===== Provided entries

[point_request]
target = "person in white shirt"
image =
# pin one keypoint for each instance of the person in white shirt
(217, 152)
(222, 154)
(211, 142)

==========

### Work order
The expected response is the full set of records, reproduced exactly.

### Solution to this problem
[point_request]
target = "person in white shirt"
image =
# pin one keypoint for each instance of the person in white shirt
(217, 152)
(222, 154)
(211, 142)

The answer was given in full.